** Task statement **
In the forum thread about the escaped puppy, how is the door of Flynn's crate secured?

** Article **

# Houdini puppy



## Flynn'sMommy (Apr 7, 2014)

I got an interesting text from my roommate while I was at work the other day...."Flynn got out of his crate and kinda destroyed your room"

He was free for over an hour best we can figure before my roommate came home and found him out. Thankfully he was still confined to the bedroom so the only things he got into was toilet paper from the bathroom, some papers and clothes. He made quite the mess though including one pee spot (on his brand new expensive dog bed that was a gift of course)! Not the best text msg to receive while stuck at work...oh well he wasn't hurt and nothing was totally ruined. It's a good thing he's so stinking cute I can't even be mad! I guess it just reinforces the fact that a crate is absolutely necessary! 

Now to find a way to keep him in it...no idea how he managed to escape in the first place!! 
Pre escape








Post escape
















Sent from Petguide.com Free App


----------



## janababy (Jan 2, 2012)

Ohhhhhhh Flynn, trying your hand at decorating? You can't stay mad at that adorable face!!!!


----------



## ang.suds (Apr 1, 2014)

This kinda cracked me up bc he is soooo darn cute!!!!!!


----------



## RYAC (Mar 10, 2014)

Ridiculously cute! I would just laugh if that happened because I couldn't get mad with him staring at me like that.

Sorry if he ruined anything, does your cage have a straight latch or one with an L shaped hook at the end? If mine didn't have two latched with the hooks, Lucy would have already escaped.


----------



## Goldens R Great (Aug 19, 2010)

Wow, is he cute or what! 

I'm sorry about the mess, but it sounds like you have a good attitude about it! My first pup escaped from her crate a few times. All she ever did was go potty right by her crate and then...eat it. :yuck: Fortunately Flynn didn't do that! :


----------



## Flynn'sMommy (Apr 7, 2014)

Glad everyone got a kick out of my little "decorator". My reaction upon seeing the result was to just laugh for about 5-10 min! I just couldn't get the image of him running around free all proud of himself out of my head. 

His crate actually doesn't have slide latches at all, the whole door lifts slightly and settles into hooks and there's a latch at the top to prevent him from lifting the door off the hooks himself. Best guess is that that latch wasn't secured properly...

And thanks everyone, I think he is pretty darn cute but I'm a little biased ?


Sent from Petguide.com Free App


----------



## Shellbug (Nov 14, 2013)

Lol silly dog 


Sent from Petguide.com Free App


----------



## loraliromance (May 7, 2014)

Should rename him Tasmanian Devil, haha.


----------

** Record set **
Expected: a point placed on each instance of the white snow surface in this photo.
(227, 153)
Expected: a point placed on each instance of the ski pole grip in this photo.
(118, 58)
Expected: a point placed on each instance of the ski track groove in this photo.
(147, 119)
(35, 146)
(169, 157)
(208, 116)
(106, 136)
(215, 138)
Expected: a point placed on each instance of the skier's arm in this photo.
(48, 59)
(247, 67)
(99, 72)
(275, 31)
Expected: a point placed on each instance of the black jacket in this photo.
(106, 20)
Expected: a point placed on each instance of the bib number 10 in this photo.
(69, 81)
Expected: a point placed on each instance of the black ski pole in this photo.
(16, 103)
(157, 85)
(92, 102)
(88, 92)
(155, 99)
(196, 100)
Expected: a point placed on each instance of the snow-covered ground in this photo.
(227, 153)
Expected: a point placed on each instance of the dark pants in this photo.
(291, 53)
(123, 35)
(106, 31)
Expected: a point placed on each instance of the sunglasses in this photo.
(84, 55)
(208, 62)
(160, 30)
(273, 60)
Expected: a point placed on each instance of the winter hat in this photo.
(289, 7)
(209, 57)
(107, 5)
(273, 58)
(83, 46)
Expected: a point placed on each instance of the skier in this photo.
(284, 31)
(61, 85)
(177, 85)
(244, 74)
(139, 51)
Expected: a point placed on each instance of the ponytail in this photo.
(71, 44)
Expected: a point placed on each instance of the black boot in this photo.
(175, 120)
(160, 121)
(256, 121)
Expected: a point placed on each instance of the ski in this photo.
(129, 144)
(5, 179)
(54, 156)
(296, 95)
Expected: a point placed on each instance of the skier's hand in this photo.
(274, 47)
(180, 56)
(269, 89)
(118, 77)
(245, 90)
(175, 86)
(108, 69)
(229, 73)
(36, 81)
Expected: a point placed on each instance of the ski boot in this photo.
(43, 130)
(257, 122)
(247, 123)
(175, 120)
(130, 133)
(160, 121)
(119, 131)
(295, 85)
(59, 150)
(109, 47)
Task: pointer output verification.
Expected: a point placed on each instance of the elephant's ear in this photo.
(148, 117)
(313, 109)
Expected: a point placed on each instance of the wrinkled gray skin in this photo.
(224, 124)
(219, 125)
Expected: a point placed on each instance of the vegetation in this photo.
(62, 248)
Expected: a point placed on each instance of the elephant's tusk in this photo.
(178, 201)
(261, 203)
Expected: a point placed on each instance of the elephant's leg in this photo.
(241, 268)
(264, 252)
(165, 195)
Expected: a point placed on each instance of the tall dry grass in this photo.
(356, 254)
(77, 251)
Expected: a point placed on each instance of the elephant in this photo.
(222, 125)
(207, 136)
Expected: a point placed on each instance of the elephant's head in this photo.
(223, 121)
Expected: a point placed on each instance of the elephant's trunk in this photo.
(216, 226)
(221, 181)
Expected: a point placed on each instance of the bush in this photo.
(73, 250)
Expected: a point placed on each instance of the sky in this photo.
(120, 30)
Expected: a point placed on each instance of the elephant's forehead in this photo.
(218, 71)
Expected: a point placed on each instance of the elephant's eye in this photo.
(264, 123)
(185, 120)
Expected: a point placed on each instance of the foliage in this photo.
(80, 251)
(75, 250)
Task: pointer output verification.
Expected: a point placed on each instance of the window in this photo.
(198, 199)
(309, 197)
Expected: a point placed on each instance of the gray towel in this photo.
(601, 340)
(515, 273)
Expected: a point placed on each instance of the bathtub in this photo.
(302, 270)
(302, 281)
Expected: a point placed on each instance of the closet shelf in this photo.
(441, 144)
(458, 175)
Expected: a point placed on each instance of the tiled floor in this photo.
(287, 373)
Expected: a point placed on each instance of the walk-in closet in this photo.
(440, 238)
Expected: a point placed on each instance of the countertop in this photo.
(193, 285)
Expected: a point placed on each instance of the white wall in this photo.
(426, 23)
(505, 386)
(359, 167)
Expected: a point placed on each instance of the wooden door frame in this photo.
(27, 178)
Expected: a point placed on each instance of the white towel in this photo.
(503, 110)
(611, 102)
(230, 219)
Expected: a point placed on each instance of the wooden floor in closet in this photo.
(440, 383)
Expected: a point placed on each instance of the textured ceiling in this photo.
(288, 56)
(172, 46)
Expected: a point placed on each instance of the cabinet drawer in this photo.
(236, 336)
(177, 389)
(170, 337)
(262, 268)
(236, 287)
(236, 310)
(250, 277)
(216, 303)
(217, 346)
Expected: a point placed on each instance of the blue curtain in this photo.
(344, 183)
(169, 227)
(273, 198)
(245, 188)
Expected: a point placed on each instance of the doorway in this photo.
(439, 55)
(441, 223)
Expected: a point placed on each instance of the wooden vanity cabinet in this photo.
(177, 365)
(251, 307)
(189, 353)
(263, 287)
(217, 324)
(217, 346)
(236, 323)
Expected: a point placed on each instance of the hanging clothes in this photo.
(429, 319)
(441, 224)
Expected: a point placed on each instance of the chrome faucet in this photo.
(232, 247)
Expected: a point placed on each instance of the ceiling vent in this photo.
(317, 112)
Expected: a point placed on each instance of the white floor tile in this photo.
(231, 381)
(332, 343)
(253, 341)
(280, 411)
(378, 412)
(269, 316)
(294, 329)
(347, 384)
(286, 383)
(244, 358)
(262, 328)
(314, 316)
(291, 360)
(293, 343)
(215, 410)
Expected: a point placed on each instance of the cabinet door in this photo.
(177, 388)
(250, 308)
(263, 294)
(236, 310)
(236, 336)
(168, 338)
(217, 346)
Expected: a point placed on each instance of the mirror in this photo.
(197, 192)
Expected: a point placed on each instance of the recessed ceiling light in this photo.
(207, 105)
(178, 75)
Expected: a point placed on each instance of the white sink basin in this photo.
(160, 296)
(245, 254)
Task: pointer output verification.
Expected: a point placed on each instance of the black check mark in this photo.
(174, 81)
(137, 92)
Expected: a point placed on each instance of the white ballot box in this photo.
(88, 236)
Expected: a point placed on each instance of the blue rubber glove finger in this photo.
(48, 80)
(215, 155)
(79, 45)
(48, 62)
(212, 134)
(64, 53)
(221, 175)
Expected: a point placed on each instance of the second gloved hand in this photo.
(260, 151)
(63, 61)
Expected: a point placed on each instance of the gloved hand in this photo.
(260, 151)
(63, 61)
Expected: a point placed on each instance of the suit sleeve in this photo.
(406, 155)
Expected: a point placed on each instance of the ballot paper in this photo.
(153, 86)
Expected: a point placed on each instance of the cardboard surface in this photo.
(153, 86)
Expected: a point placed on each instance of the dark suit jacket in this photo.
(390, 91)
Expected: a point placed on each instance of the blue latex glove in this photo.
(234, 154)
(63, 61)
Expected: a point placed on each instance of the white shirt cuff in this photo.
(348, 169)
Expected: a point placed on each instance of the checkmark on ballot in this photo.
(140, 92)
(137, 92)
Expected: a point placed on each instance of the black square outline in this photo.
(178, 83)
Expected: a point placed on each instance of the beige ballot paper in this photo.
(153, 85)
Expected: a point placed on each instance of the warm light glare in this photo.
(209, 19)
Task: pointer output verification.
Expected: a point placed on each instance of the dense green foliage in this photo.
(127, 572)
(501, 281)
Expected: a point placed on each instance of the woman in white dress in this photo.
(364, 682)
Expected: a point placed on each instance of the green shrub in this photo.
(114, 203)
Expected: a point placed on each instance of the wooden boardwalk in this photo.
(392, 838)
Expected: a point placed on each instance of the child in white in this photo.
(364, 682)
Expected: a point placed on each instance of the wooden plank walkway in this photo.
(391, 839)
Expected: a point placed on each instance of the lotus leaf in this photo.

** Exercise solution **
The whole door lifts slightly and settles into hooks, and a latch at the top keeps him from lifting the door off the hooks himself.